Passage given:
# # # #

Bug #71210 MEM: server - Improve visibility of state changes and problems/recovery
Submitted: 23 Dec 2013 8:40 Modified: 26 Feb 2014 10:45
Reporter: Simon Mudd (OCA) Email Updates:
Status: Verified Impact on me:
None 
Category:MySQL Enterprise Monitor: Web Severity:S3 (Non-critical)
Version:3.0.4 OS:Any
Assigned to: CPU Architecture:Any

[23 Dec 2013 8:40] Simon Mudd
Description:
On a development Enterprise monitor server the setup ran out of disk space. This obviously is the fault of the person who installed it (me). I resolved the problem by adding more and restarted MEM. As might be expected on startup the different agents are shown as being down so there's a lot of "red" on the dashboard indicating issues. This is to be expected.  On startup the load on the dashboard is very high, and on the server concerned it takes quite a while to get up and running again.

However, as the agents start to report in it is very hard to see the recovery process, that is see state changes where for example you see that the agent is reported down but then see that it is up, and the same for the "database" connections each agent manages.

This makes it hard to determine if MEM is really recovering or not. All you can see are a lot of errors and you have to wait for the screen to refresh and hope that the number of errors goes down.

How to repeat:
see above.

# # # #

Written exercise 1:
Rewrite the bug report starting with "However, as the" and going on through "each agent manages.", replacing "recovery process" with "return to normal operation".
Written exercise 2:
Write the next part of the bug report on MEM state-change visibility, picking up after its final line.

Listed records:
# # # #

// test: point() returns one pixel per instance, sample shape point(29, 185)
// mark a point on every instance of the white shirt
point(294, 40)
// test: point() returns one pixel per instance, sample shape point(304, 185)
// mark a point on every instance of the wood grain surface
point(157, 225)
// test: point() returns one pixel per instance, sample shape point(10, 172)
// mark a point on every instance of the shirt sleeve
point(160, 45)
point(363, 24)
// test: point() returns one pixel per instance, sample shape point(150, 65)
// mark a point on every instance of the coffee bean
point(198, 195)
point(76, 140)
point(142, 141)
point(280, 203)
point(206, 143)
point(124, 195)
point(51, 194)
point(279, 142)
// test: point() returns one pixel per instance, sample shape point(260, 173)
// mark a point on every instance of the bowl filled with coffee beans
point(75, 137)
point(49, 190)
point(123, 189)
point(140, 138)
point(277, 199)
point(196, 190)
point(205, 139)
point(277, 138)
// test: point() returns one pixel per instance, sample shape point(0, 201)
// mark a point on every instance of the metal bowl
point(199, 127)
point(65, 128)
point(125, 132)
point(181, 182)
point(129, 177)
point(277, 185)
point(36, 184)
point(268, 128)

# # # #

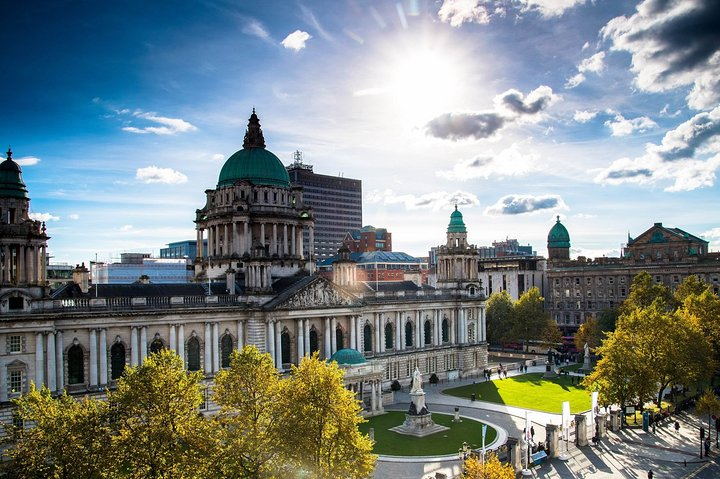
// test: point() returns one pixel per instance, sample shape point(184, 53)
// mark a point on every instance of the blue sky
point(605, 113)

# # # #

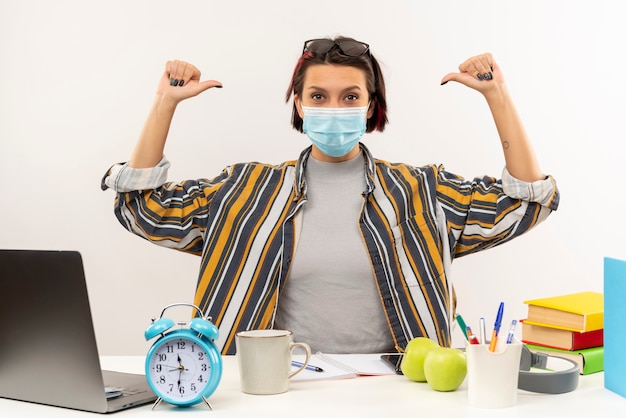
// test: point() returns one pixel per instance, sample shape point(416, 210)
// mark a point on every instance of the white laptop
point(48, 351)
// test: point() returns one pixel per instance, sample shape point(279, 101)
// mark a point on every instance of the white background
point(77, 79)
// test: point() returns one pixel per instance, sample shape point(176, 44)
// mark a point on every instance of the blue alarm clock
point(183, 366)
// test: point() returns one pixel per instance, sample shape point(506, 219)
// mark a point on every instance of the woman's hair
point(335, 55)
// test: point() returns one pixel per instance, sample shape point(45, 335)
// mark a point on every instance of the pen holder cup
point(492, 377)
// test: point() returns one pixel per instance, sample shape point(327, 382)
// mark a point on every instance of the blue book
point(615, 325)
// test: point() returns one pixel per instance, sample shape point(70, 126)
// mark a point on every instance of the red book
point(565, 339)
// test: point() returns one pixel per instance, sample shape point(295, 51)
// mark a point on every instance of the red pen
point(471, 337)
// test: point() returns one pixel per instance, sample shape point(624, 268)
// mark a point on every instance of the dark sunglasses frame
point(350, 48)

# # # #

Exercise response 1:
However, as the agents start to report in it is very hard to see the return to normal operation, that is see state changes where for example you see that the agent is reported down but then see that it is up, and the same for the "database" connections each agent manages.

Exercise response 2:
Suggested fix:
There are log files (visible from the MEM dashboard) but they can not be easily queried to see this.

It would be nice to see some sort of time based logging where at a very high level you can see if an agent's reachability status changes, or if the reachability of a monitored server changes. These 2 things are at least the most high level indications of things working correctly, and it comforting on a system that was not working to see it "recover", something like (very high overview):

<timestamp> server1 agent ..... : agent is now connected
<timestamp> server1 <mysql_instance_x> : connection reestablished.
<timestamp> server2 agent ..... : agent is now connected

connected / connection [re]established etc may not be the correct way to express this but what this allows you to see is that the monitoring of these servers/mysql instances is working correctly (or not).
[26 Feb 2014 10:45] MySQL Verification Team
Hello Simon,

Thank you for the bug report!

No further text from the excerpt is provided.